## TEXT EXCERPT
****************************************

Thread: Why does it not use the index?

Why does it not use the index?

From
Philip Greer
Date:
This one is irritating. Here's some psql output:

================================================================================
dumps=# \d fal_profdel
               Table "fal_profdel"
 Attribute |           Type           | Modifier
-----------+--------------------------+----------
 sid       | character(4)             | not null
 card_num  | character(19)            | not null
 date_del  | timestamp with time zone |
 filename  | character varying(30)    |
Indices: fal_prfdel_cn,
         fal_prfdel_date,
         fal_prfdel_pk

dumps=# \d fal_prfdel_cn
   Index "fal_prfdel_cn"
 Attribute |     Type
-----------+---------------
 card_num  | character(19)
unique btree

dumps=# explain select card_num from fal_profdel where card_num = 'removed_for_privacy';
NOTICE:  QUERY PLAN:

Seq Scan on fal_profdel  (cost=0.00..120546.39 rows=46649 width=12)

EXPLAIN
================================================================================

Now, why the heck is the select query not using the index? I've tried it by having an exact 19 character card_num as
well- still explains as a 'Seq Scan' (tablespace scan) - and each query takes up to 37 seconds (thus confirming that it
isindeed doing scans and not using the index). 

I've tried dropping and re-creating the indexes, still it explains as tablespace scans.

I am running postgresql 7.1.3 - a bit old, I know, but I have had no reason to upgrade just yet.

By the way, the fal_profdel table has 4,664,867 rows in it currently - thus I really don't want full table scans!

--
-----------------------------------------------------------------------------
PG..                                                 philip@tildesoftware.com
Law of probable dispersal: Whatever it is that hits the fan will not be
evenly distributed.

Re: Why does it not use the index?

From
Stephan Szabo
Date:
On Mon, 21 Jul 2003, Philip Greer wrote:

> dumps=# \d fal_profdel
>                Table "fal_profdel"
>  Attribute |           Type           | Modifier
> -----------+--------------------------+----------
>  sid       | character(4)             | not null
>  card_num  | character(19)            | not null
>  date_del  | timestamp with time zone |
>  filename  | character varying(30)    |
> Indices: fal_prfdel_cn,
>          fal_prfdel_date,
>          fal_prfdel_pk
>
> dumps=# \d fal_prfdel_cn
>    Index "fal_prfdel_cn"
>  Attribute |     Type
> -----------+---------------
>  card_num  | character(19)
> unique btree
>
> dumps=# explain select card_num from fal_profdel where card_num = 'removed_for_privacy';
> NOTICE:  QUERY PLAN:
>
> Seq Scan on fal_profdel  (cost=0.00..120546.39 rows=46649 width=12)
>
> EXPLAIN
> ================================================================================
>
> Now, why the heck is the select query not using the index? I've tried
> it by having an exact 19 character card_num as well - still explains
> as a 'Seq Scan' (tablespace scan) - and each query takes up to 37
> seconds (thus confirming that it is indeed doing scans and not using
> the index).

****************************************

(Data taken from a collection)
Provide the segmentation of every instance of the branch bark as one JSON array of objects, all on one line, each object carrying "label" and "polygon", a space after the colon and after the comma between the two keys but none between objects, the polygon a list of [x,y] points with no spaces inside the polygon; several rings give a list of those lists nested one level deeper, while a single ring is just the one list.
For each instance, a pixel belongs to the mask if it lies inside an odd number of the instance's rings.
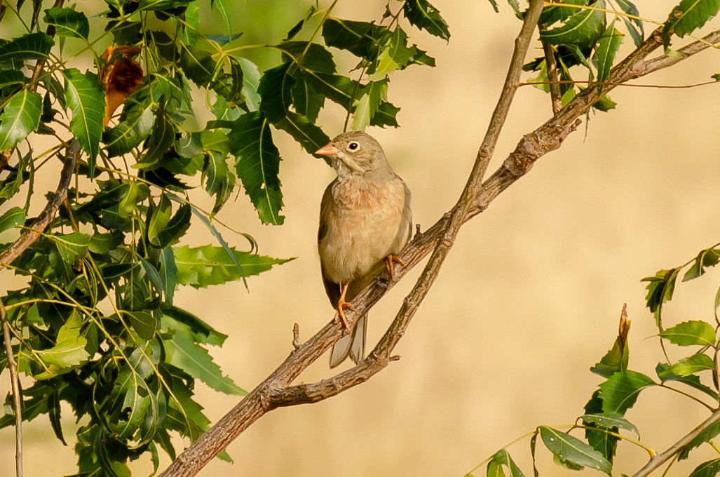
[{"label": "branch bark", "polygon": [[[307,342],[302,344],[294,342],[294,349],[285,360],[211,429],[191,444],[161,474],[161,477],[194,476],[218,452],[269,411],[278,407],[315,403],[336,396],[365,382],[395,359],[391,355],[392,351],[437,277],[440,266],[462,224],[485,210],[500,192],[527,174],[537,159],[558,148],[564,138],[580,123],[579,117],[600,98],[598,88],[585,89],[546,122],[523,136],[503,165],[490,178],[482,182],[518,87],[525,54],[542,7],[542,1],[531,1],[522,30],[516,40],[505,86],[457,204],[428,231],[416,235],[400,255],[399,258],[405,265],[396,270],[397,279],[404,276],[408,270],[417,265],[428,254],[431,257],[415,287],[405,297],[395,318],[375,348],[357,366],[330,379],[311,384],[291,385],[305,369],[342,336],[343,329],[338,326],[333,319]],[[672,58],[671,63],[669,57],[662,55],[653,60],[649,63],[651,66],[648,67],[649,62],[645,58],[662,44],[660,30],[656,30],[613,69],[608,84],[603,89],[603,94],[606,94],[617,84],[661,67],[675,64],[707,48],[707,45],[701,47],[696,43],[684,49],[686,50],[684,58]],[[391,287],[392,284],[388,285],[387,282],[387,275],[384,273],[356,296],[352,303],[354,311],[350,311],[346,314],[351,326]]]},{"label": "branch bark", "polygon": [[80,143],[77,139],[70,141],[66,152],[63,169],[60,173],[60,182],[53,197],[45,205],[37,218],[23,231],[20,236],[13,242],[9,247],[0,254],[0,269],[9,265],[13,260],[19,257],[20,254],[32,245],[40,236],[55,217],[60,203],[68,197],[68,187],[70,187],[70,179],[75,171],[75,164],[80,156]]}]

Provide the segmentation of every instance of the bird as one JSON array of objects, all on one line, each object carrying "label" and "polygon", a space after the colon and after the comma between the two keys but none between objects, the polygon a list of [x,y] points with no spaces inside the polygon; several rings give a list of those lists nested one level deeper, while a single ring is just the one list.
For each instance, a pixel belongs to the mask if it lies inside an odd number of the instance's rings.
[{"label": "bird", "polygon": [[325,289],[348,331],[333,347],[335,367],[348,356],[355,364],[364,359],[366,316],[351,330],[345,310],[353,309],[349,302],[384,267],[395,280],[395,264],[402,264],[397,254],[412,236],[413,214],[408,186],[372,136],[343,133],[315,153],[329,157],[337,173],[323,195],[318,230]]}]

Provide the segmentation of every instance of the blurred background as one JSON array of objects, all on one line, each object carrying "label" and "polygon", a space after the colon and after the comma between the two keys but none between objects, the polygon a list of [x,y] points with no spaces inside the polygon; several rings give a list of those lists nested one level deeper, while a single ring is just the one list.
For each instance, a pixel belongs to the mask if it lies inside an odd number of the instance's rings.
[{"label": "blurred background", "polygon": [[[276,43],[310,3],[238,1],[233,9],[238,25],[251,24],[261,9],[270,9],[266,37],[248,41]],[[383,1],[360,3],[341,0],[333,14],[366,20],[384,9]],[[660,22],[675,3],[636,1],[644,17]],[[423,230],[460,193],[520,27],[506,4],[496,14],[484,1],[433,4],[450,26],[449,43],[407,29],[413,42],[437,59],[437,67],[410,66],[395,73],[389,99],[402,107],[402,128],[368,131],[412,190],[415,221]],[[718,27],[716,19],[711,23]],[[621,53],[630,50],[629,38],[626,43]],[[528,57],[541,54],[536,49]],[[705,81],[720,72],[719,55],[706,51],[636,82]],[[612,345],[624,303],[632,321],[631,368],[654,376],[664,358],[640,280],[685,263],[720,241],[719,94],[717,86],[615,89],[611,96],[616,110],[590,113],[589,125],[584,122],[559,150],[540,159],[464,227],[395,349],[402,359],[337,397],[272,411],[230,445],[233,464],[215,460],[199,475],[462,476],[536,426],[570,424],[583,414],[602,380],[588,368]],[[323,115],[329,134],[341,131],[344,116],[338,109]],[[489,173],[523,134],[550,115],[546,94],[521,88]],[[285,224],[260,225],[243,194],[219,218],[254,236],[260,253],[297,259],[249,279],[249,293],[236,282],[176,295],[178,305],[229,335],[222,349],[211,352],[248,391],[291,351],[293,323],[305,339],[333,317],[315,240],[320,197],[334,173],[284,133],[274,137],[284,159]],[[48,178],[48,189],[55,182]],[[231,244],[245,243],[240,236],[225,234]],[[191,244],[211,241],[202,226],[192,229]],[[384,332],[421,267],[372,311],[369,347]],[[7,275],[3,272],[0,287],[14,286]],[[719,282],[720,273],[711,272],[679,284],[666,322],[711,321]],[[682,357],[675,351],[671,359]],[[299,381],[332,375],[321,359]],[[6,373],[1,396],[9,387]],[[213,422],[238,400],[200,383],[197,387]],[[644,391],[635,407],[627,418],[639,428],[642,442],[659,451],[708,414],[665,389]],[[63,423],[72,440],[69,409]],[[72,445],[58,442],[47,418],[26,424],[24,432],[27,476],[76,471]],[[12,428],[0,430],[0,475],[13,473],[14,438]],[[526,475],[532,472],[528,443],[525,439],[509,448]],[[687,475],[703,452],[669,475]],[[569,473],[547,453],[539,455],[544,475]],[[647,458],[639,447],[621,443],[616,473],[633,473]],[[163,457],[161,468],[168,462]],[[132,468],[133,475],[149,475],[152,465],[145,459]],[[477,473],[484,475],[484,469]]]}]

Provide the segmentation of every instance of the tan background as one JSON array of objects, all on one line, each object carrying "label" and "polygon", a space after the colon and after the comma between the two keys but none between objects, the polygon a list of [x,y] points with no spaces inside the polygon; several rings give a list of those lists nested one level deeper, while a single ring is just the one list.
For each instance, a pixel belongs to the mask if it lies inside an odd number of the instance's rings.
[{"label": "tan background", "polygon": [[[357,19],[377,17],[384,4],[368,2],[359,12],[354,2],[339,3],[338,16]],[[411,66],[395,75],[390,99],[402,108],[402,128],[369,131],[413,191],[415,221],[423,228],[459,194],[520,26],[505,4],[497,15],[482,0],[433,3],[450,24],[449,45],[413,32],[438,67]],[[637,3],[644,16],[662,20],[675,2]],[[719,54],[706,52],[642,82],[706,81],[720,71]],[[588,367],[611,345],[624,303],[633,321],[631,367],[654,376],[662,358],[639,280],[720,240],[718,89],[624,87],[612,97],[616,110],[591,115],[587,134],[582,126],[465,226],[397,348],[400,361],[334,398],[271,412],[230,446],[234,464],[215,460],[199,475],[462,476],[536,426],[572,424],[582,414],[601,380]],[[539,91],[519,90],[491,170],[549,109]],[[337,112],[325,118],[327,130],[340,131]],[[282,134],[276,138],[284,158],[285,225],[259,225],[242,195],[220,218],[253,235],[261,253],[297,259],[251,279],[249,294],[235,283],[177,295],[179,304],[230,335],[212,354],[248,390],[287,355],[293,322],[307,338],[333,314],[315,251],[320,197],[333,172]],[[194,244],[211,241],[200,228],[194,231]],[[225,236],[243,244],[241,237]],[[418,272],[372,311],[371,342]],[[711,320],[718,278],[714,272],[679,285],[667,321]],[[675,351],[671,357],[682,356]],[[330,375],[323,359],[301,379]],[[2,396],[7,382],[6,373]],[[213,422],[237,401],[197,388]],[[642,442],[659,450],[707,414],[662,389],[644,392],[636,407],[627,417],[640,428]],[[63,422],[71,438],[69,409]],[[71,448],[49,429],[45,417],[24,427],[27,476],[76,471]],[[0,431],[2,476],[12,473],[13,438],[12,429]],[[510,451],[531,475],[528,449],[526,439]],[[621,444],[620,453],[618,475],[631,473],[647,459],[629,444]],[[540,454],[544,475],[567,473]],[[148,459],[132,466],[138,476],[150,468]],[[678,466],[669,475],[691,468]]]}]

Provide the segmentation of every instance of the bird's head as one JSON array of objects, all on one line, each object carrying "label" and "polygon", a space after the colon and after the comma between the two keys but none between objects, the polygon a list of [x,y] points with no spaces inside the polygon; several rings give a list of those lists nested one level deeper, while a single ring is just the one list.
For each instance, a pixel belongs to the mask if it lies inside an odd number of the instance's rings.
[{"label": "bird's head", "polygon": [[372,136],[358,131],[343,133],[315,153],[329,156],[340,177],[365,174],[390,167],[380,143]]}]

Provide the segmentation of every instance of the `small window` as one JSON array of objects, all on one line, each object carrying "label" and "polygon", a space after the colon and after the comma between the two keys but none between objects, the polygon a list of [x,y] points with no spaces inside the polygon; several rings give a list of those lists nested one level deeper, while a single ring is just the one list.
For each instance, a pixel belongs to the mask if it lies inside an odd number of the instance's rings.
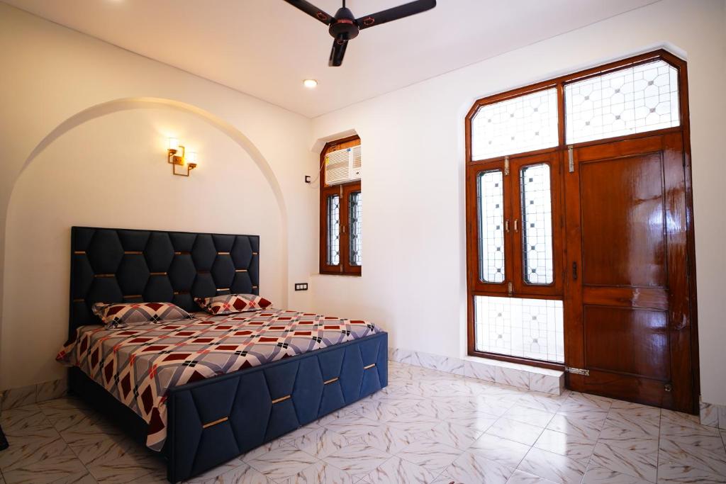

****************************************

## JOBS
1. In the thread about the unused index, how many rows does the fal_profdel table currently hold?
2. Pick out each line of the rows that contains the string "head". Letter case matters.

## THE RESULTS
1. 4,664,867 rows.

2.
Provide the segmentation of every instance of the bird's head as one JSON array of objects, all on one line, each object carrying "label" and "polygon", a space after the colon and after the comma between the two keys but none between objects, the polygon a list of [x,y] points with no spaces inside the polygon; several rings give a list of those lists nested one level deeper, while a single ring is just the one list.
[{"label": "bird's head", "polygon": [[372,136],[358,131],[343,133],[315,153],[329,156],[340,177],[365,174],[390,167],[380,143]]}]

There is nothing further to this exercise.